» **Textauszug**:
· · · · ·
Im Unterschied zu den normalen Betriebsratswahlen ist ein Wahlvorschlag bereits dann gültig, wenn er von mindestens drei wahlberechtigten Besatzungsmitgliedern unterzeichnet ist. Das vereinfachte Wahlverfahren nach § 14a BetrVG kann nicht stattfinden (§ 116 Abs. 2 Nr. 5 BetrVG).
Geschäftsführung des Seebetriebsrats
Grundsätzlich gelten die Bestimmungen für die Geschäftsführung der Betriebsräte auch für die Seebetriebsräte. In § 116 Abs. 3 BetrVG sind jedoch einige an die Besonderheiten des Seebetriebs angepasste Sonderregelungen festgelegt. Die folgende Aufzählung ist nicht vollständig.
- Sofern der Seebetriebsrat innerhalb einer bestimmten Frist Stellung zu einer Vorlage des Arbeitgebers zu nehmen hat, ist er abweichend von § 33 Abs. 2 BetrVG, bei ordnungsgemäßer Ladung aller seiner Mitglieder auch dann beschlussfähig, wenn die vorgeschriebene Mindestzahl der Mitglieder zur Sitzung nicht erschienen ist (§ 116 Abs. 3 Nr. 1 BetrVG).
· · · · ·
» **Extrahierte Daten**:
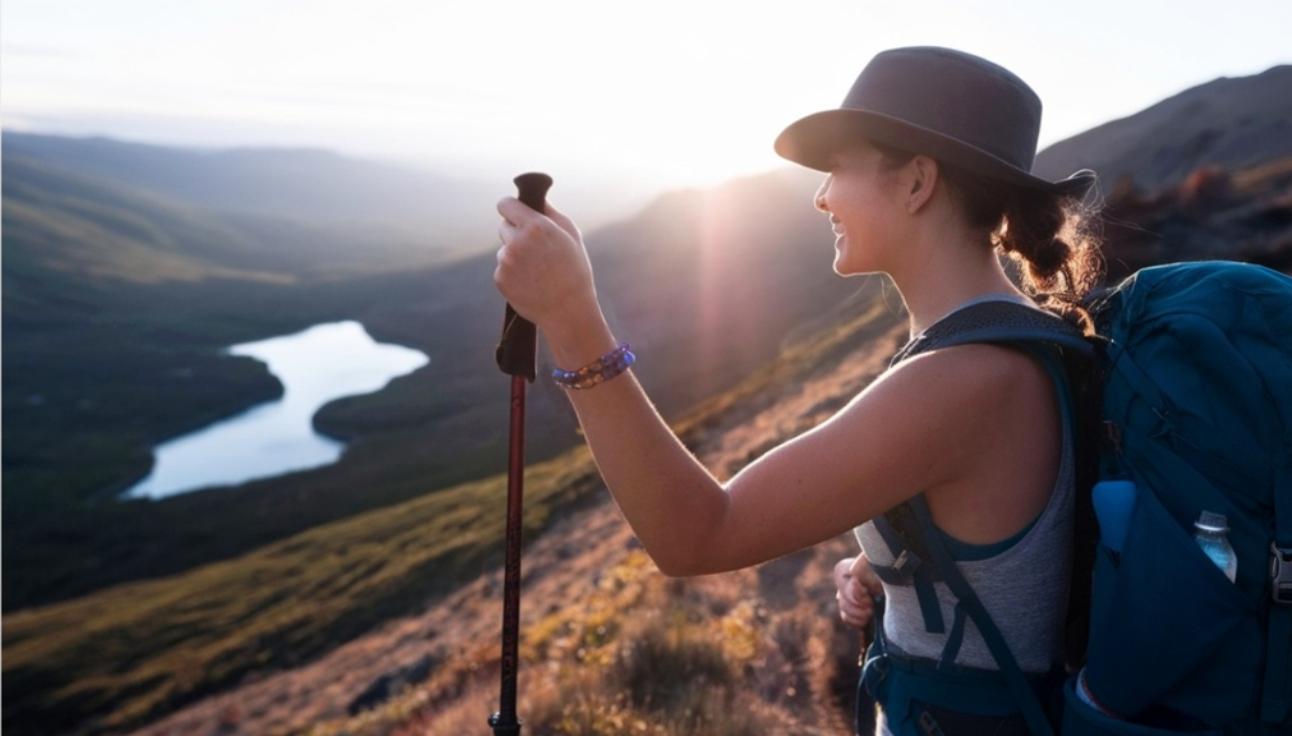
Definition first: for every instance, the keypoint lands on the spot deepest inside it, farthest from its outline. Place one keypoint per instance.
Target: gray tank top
(1023, 586)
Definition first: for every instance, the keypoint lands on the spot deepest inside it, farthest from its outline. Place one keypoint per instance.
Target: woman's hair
(1054, 238)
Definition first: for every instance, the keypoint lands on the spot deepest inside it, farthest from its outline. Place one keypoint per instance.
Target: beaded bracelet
(598, 371)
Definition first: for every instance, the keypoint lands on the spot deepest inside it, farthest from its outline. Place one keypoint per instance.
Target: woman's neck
(942, 279)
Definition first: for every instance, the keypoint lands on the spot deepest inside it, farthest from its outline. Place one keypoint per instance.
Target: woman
(928, 178)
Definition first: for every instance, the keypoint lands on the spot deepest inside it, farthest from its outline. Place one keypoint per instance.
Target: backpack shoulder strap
(998, 322)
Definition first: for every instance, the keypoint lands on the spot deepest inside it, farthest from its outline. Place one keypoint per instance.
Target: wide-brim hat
(954, 106)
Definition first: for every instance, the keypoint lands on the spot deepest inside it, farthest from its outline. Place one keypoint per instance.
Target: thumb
(862, 572)
(562, 220)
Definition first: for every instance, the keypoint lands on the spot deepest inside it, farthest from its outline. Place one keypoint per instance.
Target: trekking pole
(516, 355)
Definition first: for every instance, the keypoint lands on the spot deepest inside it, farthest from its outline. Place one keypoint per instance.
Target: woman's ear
(923, 173)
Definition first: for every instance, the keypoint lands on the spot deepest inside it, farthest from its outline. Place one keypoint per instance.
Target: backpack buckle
(1281, 573)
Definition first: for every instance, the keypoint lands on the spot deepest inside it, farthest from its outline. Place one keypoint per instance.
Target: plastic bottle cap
(1212, 522)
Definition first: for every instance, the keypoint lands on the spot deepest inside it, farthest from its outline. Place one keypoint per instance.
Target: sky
(662, 93)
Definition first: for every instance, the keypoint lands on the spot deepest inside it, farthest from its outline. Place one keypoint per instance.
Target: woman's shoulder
(979, 369)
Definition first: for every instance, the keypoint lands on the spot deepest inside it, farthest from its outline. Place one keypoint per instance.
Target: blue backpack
(1185, 398)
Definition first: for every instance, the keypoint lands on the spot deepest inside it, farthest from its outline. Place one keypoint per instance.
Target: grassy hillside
(129, 654)
(100, 368)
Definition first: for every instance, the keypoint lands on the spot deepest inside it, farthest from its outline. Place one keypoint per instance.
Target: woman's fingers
(861, 571)
(855, 612)
(565, 222)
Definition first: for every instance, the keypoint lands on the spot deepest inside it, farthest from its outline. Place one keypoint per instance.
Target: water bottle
(1211, 532)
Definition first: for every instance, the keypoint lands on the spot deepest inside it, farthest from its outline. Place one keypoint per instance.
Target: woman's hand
(857, 590)
(543, 267)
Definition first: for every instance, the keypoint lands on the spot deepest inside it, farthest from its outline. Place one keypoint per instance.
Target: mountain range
(122, 279)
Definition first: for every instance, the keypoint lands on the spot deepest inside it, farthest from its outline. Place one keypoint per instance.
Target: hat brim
(813, 140)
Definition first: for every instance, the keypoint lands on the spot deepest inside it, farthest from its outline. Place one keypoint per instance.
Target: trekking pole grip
(517, 350)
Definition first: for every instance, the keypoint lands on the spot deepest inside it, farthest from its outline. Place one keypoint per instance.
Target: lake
(317, 366)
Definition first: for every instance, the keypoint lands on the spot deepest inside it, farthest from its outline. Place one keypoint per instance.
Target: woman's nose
(819, 199)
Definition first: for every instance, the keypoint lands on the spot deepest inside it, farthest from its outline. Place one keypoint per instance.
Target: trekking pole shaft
(505, 722)
(516, 355)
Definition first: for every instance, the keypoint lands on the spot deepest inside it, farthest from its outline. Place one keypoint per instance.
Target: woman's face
(861, 199)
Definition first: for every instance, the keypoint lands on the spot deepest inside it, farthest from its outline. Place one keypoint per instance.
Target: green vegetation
(125, 655)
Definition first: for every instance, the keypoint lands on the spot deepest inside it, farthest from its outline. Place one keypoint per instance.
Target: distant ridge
(310, 185)
(1231, 122)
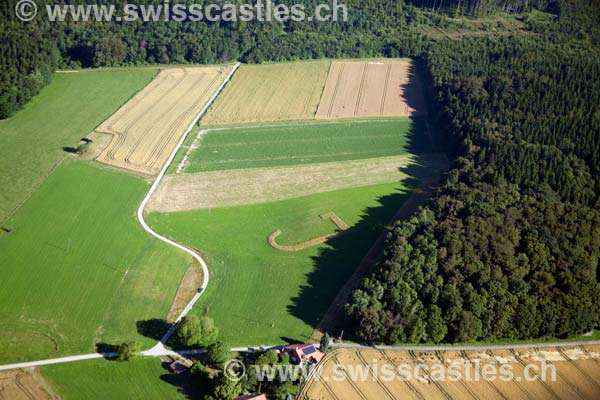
· · · · ·
» **Gestellte Aufgaben**:
- a) Beantworte anhand des Textauszugs:
(i) Wie viele wahlberechtigte Besatzungsmitglieder müssen einen Wahlvorschlag mindestens unterzeichnen, damit er gültig ist?
(ii) Welches Wahlverfahren kann nicht stattfinden?
(iii) In welcher Vorschrift sind die Sonderregelungen für die Geschäftsführung des Seebetriebsrats festgelegt?
- b) Gib den Textauszug von „- Sofern der“ bis „Nr. 1 BetrVG).“ wortgetreu wieder.
Die Zeilen stehen in keinem Zusammenhang mit dem Textauszug.

» **Lösungen**:
- a)
(i) Drei
(ii) Das vereinfachte Wahlverfahren nach § 14a BetrVG
(iii) In § 116 Abs. 3 BetrVG

- b)
- Sofern der Seebetriebsrat innerhalb einer bestimmten Frist Stellung zu einer Vorlage des Arbeitgebers zu nehmen hat, ist er abweichend von § 33 Abs. 2 BetrVG, bei ordnungsgemäßer Ladung aller seiner Mitglieder auch dann beschlussfähig, wenn die vorgeschriebene Mindestzahl der Mitglieder zur Sitzung nicht erschienen ist (§ 116 Abs. 3 Nr. 1 BetrVG).